| PROBLEM STATEMENT |
In the account of the twins' birth, reproduce the passage starting at "I was rushed" and ending at "Then she left.", with "footprints" changed to "handprints".

-------- EXTRACT TO READ

By Catherine Rose
In college I had three majors, and eventually went on to earn a PhD and MBA. But my biggest life lessons came from my MOM degree. When I was pregnant I found out I was having twins. Baby A and Baby B were growing fine until week 29, when suddenly I didn’t feel well and went to the hospital. At that point, the doctors told me that they couldn’t find Baby B’s heartbeat.
I was rushed to Boston for further testing, where it was determined that Baby A was alive, but Baby B had died.
Two months later Baby A, now named Alexis, was born. She weighed just 4 lbs. We were given a few moments to meet her before she was whisked away to the neonatal intensive care unit (NICU) for monitoring. We then had a chance to say goodbye to Baby B, who we named Kaitlyn. The hospital provided us with lovely print of Kaitlyn’s footprints that we still cherish today.
We were given time to process our grief, but soon a doctor visited our room with devastating news. “Alexis is going to die within her first month of life,” she said. “You should call your family and friends to meet her; she doesn’t have long.” Then she left.
It was a surreal experience to say the least, but two and a half months later Alexis was still in the NICU. She had a long list of medical problems, but the list was overshadowed by her will to live. She was too sick to do much, but she clearly recognized my touch and responded to her dad’s calming songs. Over time her condition improved and we eventually graduated to home care.
As Alexis grew I became increasingly amazed by how far she had come. But despite all she had accomplished so many people continued to define her by her “wrongness”. After all, at just 1 year old, she was dealing with:
1. Developmental delay
2. Plagiocephaly (a flattened appearance in the head or face)

----------------
-------- EXTRACTED DATA

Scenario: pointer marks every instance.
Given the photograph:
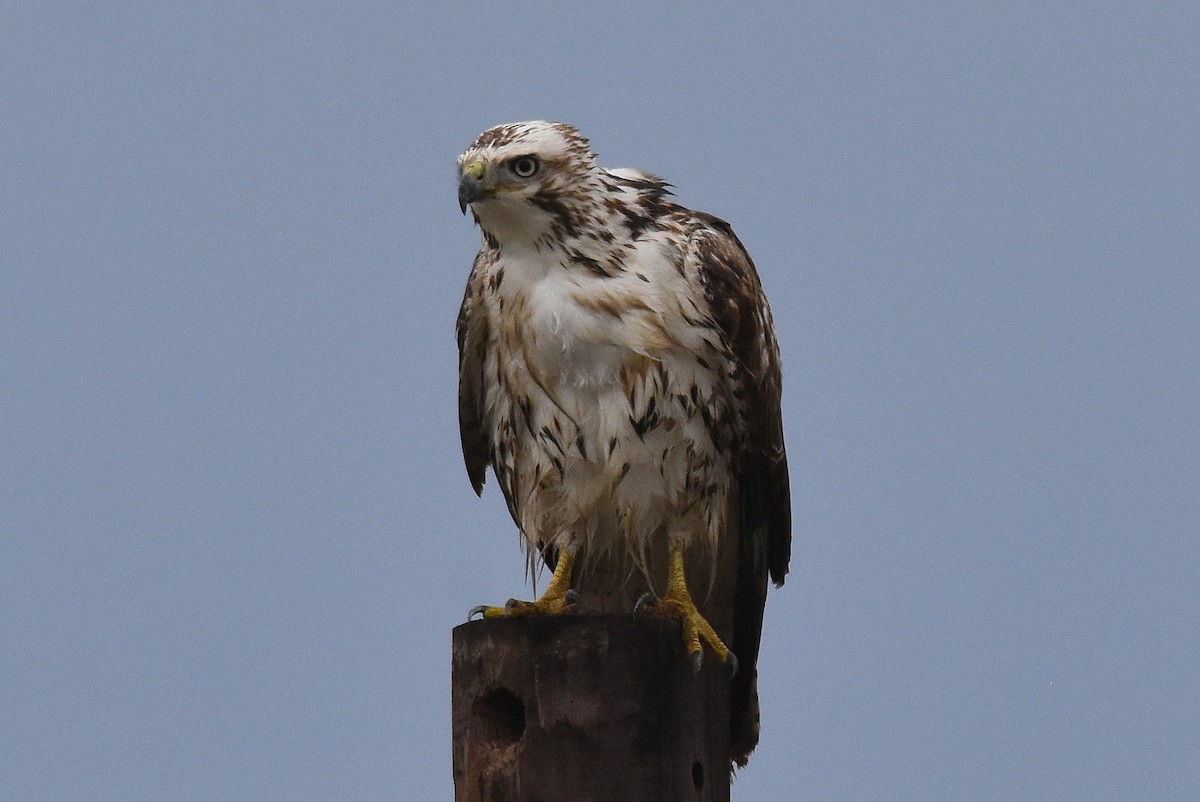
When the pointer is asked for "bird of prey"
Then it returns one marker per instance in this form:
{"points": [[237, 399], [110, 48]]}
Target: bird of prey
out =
{"points": [[618, 370]]}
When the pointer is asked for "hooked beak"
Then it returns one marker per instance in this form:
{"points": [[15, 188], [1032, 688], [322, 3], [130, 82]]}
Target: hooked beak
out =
{"points": [[471, 185]]}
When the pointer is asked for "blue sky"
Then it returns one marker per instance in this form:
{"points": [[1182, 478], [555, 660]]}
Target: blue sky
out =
{"points": [[234, 526]]}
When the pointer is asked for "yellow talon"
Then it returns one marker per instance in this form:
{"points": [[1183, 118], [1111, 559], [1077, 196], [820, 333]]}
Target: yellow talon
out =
{"points": [[677, 604], [558, 597]]}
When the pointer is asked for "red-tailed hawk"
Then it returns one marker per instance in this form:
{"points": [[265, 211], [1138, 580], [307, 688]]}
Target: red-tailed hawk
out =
{"points": [[618, 371]]}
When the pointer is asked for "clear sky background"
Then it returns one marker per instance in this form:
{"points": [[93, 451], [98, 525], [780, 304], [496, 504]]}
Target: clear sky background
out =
{"points": [[235, 531]]}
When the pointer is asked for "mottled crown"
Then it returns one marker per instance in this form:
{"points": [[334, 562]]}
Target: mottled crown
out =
{"points": [[550, 141]]}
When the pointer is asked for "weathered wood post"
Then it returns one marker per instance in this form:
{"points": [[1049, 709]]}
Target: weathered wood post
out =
{"points": [[586, 708]]}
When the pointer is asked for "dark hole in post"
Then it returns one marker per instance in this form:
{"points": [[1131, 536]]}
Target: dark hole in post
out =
{"points": [[498, 717]]}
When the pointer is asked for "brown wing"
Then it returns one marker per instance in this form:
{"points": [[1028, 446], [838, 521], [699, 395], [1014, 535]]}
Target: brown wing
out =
{"points": [[739, 310], [473, 343]]}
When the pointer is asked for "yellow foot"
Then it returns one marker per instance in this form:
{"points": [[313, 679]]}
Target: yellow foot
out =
{"points": [[696, 630], [558, 597]]}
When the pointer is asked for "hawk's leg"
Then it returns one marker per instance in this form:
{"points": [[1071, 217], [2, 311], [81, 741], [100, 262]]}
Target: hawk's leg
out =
{"points": [[558, 597], [677, 604]]}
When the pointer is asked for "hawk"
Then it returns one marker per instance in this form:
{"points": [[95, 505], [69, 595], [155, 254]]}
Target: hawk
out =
{"points": [[618, 370]]}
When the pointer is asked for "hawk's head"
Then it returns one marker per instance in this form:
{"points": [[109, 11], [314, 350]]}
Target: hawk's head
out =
{"points": [[523, 180]]}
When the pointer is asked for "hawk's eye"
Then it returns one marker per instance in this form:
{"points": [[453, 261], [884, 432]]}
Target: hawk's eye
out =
{"points": [[525, 166]]}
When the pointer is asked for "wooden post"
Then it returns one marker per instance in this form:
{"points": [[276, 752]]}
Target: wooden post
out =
{"points": [[586, 708]]}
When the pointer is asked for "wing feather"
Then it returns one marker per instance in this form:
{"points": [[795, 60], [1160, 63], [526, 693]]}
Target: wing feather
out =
{"points": [[738, 309]]}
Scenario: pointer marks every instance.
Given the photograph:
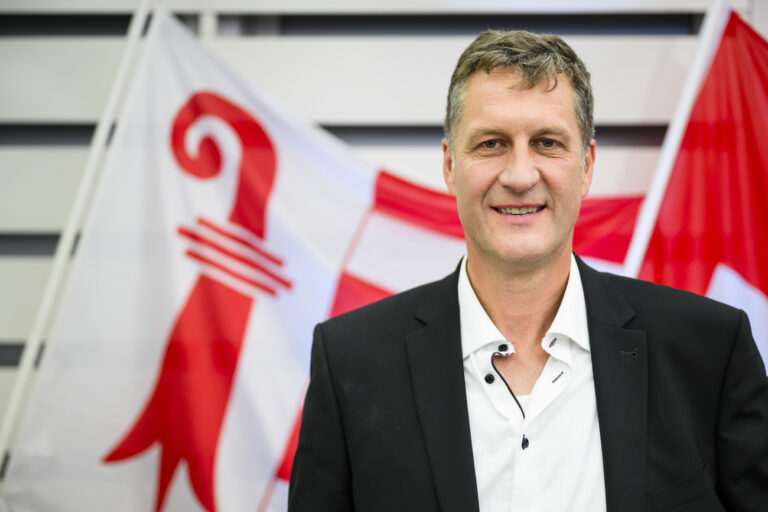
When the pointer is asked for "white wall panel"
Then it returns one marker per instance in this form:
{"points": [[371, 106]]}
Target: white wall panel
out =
{"points": [[37, 186], [341, 80], [22, 280], [7, 378]]}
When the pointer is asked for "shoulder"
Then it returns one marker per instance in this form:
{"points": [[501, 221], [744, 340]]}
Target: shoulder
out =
{"points": [[647, 297], [396, 314], [670, 317]]}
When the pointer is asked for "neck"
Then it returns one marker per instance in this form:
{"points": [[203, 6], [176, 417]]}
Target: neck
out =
{"points": [[534, 294]]}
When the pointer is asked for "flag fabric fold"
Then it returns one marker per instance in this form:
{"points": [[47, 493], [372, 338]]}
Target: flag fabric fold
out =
{"points": [[711, 232]]}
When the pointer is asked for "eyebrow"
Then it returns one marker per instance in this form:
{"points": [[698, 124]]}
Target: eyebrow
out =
{"points": [[483, 131], [553, 130]]}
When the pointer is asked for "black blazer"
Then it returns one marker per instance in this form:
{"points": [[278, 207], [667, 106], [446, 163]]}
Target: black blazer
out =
{"points": [[682, 402]]}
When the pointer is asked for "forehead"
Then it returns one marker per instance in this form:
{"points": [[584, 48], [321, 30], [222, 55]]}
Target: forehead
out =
{"points": [[503, 96]]}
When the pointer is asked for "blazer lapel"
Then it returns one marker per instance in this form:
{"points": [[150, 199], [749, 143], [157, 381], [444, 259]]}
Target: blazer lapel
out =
{"points": [[620, 367], [437, 371]]}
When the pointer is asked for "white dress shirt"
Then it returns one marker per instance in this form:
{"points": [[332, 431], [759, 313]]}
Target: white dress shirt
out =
{"points": [[550, 458]]}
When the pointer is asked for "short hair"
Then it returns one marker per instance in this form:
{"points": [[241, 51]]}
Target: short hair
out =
{"points": [[535, 57]]}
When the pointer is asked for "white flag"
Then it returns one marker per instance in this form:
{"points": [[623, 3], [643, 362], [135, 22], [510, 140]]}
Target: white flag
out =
{"points": [[178, 358]]}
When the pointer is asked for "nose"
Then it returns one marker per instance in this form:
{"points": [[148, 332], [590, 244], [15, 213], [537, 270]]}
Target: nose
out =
{"points": [[520, 173]]}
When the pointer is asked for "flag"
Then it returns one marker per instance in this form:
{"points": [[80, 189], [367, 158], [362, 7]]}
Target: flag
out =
{"points": [[711, 232], [223, 228]]}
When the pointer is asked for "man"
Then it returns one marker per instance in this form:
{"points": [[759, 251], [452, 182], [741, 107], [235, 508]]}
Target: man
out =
{"points": [[527, 380]]}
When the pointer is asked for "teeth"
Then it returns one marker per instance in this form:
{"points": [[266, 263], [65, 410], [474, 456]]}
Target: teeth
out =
{"points": [[519, 211]]}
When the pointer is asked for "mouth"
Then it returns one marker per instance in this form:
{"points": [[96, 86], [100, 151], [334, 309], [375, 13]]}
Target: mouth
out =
{"points": [[524, 210]]}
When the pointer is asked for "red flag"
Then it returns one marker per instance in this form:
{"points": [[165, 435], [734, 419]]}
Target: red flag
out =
{"points": [[711, 233]]}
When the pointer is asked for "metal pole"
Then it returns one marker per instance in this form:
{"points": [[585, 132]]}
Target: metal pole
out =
{"points": [[68, 235], [712, 29]]}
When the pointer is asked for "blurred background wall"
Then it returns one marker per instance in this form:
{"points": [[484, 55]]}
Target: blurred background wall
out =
{"points": [[374, 73]]}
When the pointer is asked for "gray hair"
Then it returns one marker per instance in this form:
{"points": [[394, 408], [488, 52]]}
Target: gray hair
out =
{"points": [[535, 57]]}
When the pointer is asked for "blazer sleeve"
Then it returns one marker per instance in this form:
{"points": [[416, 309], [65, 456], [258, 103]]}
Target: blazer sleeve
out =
{"points": [[320, 476], [742, 431]]}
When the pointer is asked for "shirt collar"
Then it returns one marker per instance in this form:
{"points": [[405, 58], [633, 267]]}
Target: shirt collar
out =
{"points": [[477, 329]]}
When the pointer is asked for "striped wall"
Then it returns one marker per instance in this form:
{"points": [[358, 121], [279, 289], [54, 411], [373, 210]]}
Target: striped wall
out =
{"points": [[373, 73]]}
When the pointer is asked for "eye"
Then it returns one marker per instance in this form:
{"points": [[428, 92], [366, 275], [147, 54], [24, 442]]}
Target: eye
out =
{"points": [[548, 143]]}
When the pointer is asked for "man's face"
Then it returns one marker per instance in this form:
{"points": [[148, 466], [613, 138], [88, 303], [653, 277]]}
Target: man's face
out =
{"points": [[517, 170]]}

----------------

| ANSWER TO THE PROBLEM |
I was rushed to Boston for further testing, where it was determined that Baby A was alive, but Baby B had died.
Two months later Baby A, now named Alexis, was born. She weighed just 4 lbs. We were given a few moments to meet her before she was whisked away to the neonatal intensive care unit (NICU) for monitoring. We then had a chance to say goodbye to Baby B, who we named Kaitlyn. The hospital provided us with lovely print of Kaitlyn’s handprints that we still cherish today.
We were given time to process our grief, but soon a doctor visited our room with devastating news. “Alexis is going to die within her first month of life,” she said. “You should call your family and friends to meet her; she doesn’t have long.” Then she left.